Requirement: The records that follow must be repeated exactly as they stand.
________
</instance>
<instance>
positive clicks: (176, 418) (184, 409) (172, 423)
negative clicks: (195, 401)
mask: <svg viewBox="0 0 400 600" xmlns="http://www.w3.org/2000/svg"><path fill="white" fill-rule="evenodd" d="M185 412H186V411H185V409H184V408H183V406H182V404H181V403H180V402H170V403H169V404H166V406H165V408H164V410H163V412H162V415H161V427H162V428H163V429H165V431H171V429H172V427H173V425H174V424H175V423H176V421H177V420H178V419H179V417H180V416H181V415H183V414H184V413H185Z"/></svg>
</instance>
________
Solution to this task:
</instance>
<instance>
positive clicks: (176, 418) (184, 409) (172, 423)
negative clicks: (195, 401)
mask: <svg viewBox="0 0 400 600" xmlns="http://www.w3.org/2000/svg"><path fill="white" fill-rule="evenodd" d="M185 412H186V411H185V409H184V408H183V406H182V404H181V403H180V402H170V403H169V404H166V406H165V408H164V410H163V412H162V415H161V427H162V428H163V429H165V431H171V429H172V427H173V425H174V424H175V423H176V421H177V420H178V419H179V417H180V416H181V415H183V414H184V413H185Z"/></svg>
</instance>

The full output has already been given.